Work to complete:
Through the last line of the entries, please copy every line exactly, starting with the one that contains "Question: Where is the church wall?".

Information shown:
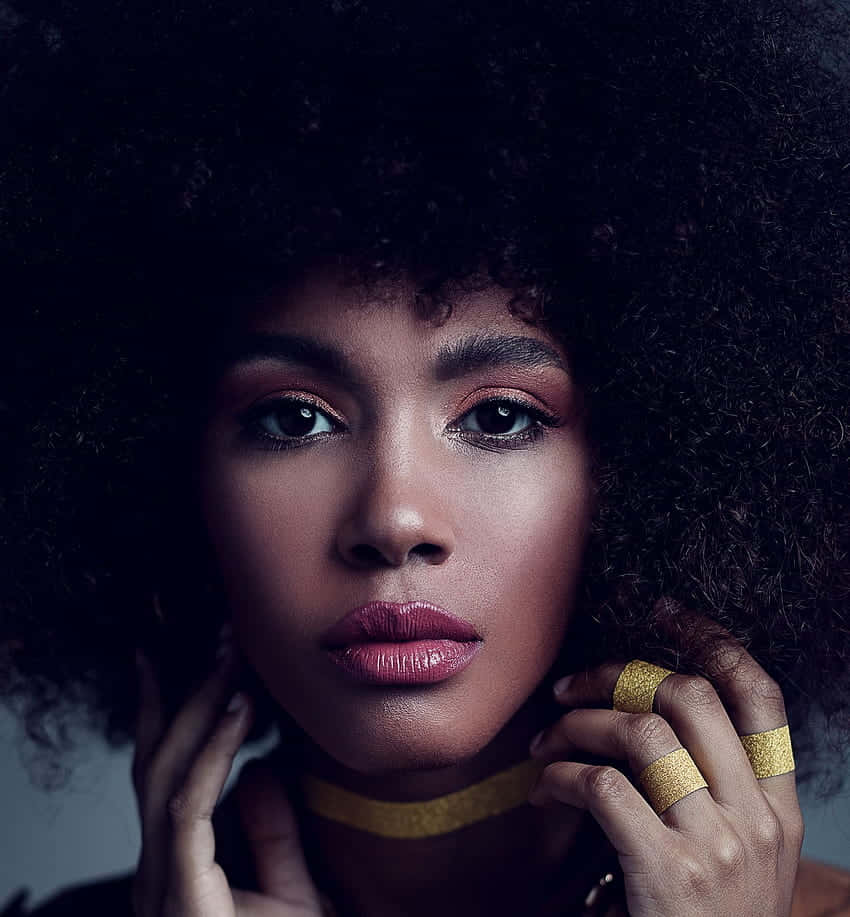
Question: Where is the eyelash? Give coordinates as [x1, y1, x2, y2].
[236, 395, 562, 453]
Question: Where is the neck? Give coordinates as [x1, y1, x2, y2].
[270, 682, 617, 917]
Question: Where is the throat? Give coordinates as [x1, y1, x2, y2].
[295, 786, 614, 917]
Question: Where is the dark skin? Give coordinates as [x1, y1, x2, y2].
[130, 266, 808, 916]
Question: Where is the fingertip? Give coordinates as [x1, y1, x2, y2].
[226, 690, 251, 714]
[553, 674, 573, 697]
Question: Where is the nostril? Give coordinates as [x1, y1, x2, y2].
[347, 542, 443, 567]
[414, 543, 442, 558]
[350, 544, 386, 566]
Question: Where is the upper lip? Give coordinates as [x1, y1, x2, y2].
[321, 600, 482, 648]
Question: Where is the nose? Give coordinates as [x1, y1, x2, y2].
[335, 454, 456, 569]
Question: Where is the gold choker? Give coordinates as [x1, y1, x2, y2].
[298, 757, 547, 839]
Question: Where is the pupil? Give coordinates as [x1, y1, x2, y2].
[278, 404, 316, 437]
[479, 402, 516, 434]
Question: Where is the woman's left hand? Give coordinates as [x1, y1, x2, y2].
[527, 614, 804, 916]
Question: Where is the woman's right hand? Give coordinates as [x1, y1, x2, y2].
[131, 634, 327, 917]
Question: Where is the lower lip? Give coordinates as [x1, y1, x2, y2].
[325, 639, 483, 685]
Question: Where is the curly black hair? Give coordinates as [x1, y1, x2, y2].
[1, 0, 849, 794]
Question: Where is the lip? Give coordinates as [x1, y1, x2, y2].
[321, 601, 483, 685]
[320, 600, 482, 648]
[325, 639, 483, 685]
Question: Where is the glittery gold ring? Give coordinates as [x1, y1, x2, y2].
[612, 659, 675, 714]
[638, 747, 709, 815]
[739, 724, 795, 779]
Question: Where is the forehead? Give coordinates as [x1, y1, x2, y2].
[241, 263, 560, 352]
[208, 265, 574, 392]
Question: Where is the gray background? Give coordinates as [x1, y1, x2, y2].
[1, 706, 848, 913]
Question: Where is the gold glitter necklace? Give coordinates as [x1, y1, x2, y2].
[297, 755, 625, 915]
[298, 756, 547, 839]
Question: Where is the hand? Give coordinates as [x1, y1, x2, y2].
[131, 634, 326, 917]
[527, 609, 804, 916]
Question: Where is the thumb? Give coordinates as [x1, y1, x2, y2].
[235, 757, 324, 910]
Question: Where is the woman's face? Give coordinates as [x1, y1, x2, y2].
[198, 266, 593, 774]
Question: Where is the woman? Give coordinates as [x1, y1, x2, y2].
[1, 0, 849, 914]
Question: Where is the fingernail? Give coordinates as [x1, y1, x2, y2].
[553, 675, 573, 696]
[529, 729, 545, 755]
[227, 691, 249, 713]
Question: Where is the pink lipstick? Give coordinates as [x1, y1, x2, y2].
[321, 600, 483, 685]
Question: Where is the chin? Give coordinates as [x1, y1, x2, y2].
[312, 709, 500, 776]
[337, 743, 480, 777]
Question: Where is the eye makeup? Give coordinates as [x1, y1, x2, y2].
[235, 393, 563, 453]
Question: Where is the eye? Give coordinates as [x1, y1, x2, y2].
[238, 396, 340, 449]
[237, 394, 561, 452]
[451, 397, 560, 445]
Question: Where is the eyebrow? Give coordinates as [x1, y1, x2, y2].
[214, 331, 570, 386]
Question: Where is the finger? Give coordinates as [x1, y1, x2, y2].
[530, 707, 718, 830]
[694, 639, 794, 798]
[132, 649, 165, 799]
[235, 758, 325, 910]
[133, 646, 245, 917]
[654, 602, 798, 811]
[167, 691, 255, 891]
[143, 646, 243, 827]
[553, 662, 764, 811]
[529, 760, 668, 858]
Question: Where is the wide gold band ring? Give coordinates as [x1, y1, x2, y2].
[739, 724, 795, 778]
[638, 747, 709, 815]
[612, 659, 675, 714]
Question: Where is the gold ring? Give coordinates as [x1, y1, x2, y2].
[612, 659, 675, 713]
[739, 724, 795, 778]
[638, 747, 709, 815]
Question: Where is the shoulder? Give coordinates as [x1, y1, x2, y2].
[793, 858, 850, 917]
[1, 873, 134, 917]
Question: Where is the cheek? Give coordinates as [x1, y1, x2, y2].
[453, 444, 592, 656]
[464, 443, 589, 572]
[198, 455, 336, 622]
[199, 436, 590, 662]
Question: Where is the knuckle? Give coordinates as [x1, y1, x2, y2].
[166, 789, 196, 825]
[584, 765, 627, 802]
[751, 808, 782, 851]
[625, 713, 671, 755]
[713, 832, 747, 875]
[668, 675, 719, 712]
[742, 672, 786, 715]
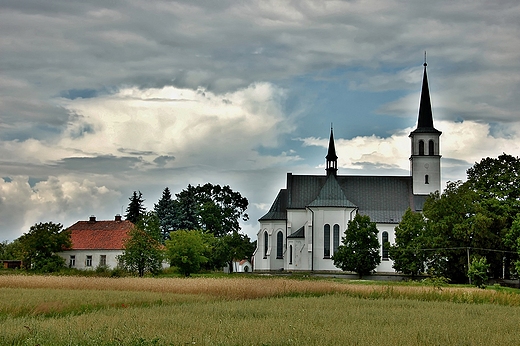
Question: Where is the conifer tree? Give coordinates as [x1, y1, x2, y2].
[154, 187, 175, 242]
[125, 191, 146, 224]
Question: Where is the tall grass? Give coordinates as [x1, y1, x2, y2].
[1, 275, 520, 345]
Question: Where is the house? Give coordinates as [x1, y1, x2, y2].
[58, 215, 133, 270]
[253, 62, 441, 273]
[223, 259, 253, 273]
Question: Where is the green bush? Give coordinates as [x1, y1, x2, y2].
[468, 257, 489, 289]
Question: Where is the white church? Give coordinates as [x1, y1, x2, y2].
[253, 62, 441, 273]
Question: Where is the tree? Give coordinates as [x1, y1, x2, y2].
[389, 208, 426, 277]
[154, 187, 175, 242]
[125, 191, 146, 224]
[465, 154, 520, 278]
[165, 230, 212, 276]
[332, 214, 380, 278]
[209, 231, 255, 273]
[118, 212, 164, 277]
[422, 181, 493, 283]
[467, 257, 490, 289]
[17, 222, 71, 272]
[172, 184, 200, 231]
[171, 183, 249, 237]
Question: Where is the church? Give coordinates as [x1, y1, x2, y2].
[253, 62, 441, 273]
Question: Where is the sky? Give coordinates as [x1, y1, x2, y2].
[1, 0, 520, 242]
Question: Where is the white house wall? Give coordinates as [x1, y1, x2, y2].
[58, 249, 122, 270]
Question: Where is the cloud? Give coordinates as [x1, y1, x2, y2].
[0, 176, 121, 242]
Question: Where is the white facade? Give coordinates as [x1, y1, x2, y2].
[59, 249, 122, 270]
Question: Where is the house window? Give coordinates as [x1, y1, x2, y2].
[264, 231, 268, 258]
[289, 245, 293, 265]
[86, 255, 92, 267]
[99, 255, 107, 267]
[69, 255, 76, 267]
[324, 224, 331, 258]
[418, 140, 425, 155]
[382, 232, 389, 260]
[276, 231, 283, 259]
[425, 175, 429, 184]
[333, 224, 340, 254]
[429, 140, 435, 155]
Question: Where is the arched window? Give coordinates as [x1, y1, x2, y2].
[263, 231, 268, 258]
[428, 140, 435, 155]
[289, 245, 293, 265]
[324, 224, 331, 258]
[333, 224, 340, 254]
[382, 231, 389, 260]
[425, 174, 429, 184]
[276, 231, 283, 259]
[418, 140, 425, 156]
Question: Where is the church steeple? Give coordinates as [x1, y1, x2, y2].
[326, 126, 338, 176]
[409, 56, 442, 195]
[412, 57, 441, 134]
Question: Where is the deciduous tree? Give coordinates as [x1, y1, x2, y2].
[332, 214, 380, 278]
[166, 230, 212, 276]
[118, 212, 164, 277]
[389, 208, 426, 277]
[17, 222, 71, 272]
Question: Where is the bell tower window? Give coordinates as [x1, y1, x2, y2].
[429, 140, 434, 155]
[419, 140, 425, 155]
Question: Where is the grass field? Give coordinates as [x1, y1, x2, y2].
[1, 274, 520, 345]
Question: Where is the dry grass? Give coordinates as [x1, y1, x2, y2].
[1, 274, 519, 305]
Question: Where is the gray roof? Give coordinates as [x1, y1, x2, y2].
[260, 173, 419, 224]
[287, 226, 305, 238]
[308, 174, 356, 208]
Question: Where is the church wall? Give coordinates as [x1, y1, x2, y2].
[253, 221, 286, 271]
[309, 207, 356, 271]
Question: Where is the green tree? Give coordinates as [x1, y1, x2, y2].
[332, 214, 380, 278]
[465, 154, 520, 278]
[118, 212, 164, 277]
[166, 230, 211, 276]
[172, 184, 200, 231]
[467, 257, 490, 289]
[389, 208, 426, 277]
[209, 231, 255, 273]
[17, 222, 71, 272]
[422, 181, 493, 283]
[154, 187, 175, 242]
[125, 191, 146, 224]
[172, 183, 249, 237]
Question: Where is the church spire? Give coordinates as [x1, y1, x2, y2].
[326, 126, 338, 176]
[413, 56, 441, 134]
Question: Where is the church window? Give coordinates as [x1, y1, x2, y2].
[324, 224, 331, 258]
[263, 231, 268, 258]
[333, 224, 340, 254]
[382, 232, 389, 260]
[429, 140, 435, 155]
[289, 245, 293, 265]
[276, 231, 283, 259]
[425, 175, 429, 184]
[418, 140, 425, 155]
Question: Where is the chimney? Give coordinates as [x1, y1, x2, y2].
[89, 215, 96, 222]
[115, 214, 122, 222]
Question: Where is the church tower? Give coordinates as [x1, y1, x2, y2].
[409, 60, 442, 195]
[326, 127, 338, 176]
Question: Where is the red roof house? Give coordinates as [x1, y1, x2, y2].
[58, 215, 134, 270]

Task answer:
Question: Where is the church wall? Give coordinates as [x1, y1, x2, y2].
[253, 221, 286, 271]
[309, 207, 356, 271]
Question: Where is the green tree? Give coordinates as [x1, y1, x2, y2].
[332, 214, 380, 278]
[465, 154, 520, 278]
[118, 212, 164, 277]
[166, 230, 211, 276]
[172, 184, 200, 231]
[467, 257, 490, 289]
[389, 208, 426, 277]
[209, 231, 255, 273]
[17, 222, 71, 272]
[422, 181, 493, 283]
[154, 187, 175, 242]
[125, 191, 146, 224]
[172, 183, 249, 237]
Question: Where is the church spire? Give coordinates as [x1, y1, x2, y2].
[326, 126, 338, 176]
[413, 56, 441, 134]
Question: Where is the church window? Give coordinates as [x1, y1, x2, y2].
[324, 224, 331, 258]
[263, 231, 268, 258]
[333, 224, 340, 254]
[382, 232, 389, 260]
[429, 140, 435, 155]
[289, 245, 293, 265]
[276, 231, 283, 259]
[425, 175, 429, 184]
[418, 140, 425, 155]
Question: Where is the chimney? Give coordinates as [x1, y1, x2, y2].
[89, 215, 96, 222]
[115, 214, 122, 222]
Question: Where is the church tower? Give coordinates as [x1, y1, x2, y2].
[409, 60, 442, 195]
[326, 127, 338, 176]
Question: Where is the red roof house? Give coordinates as [x1, y1, x2, y2].
[58, 215, 134, 270]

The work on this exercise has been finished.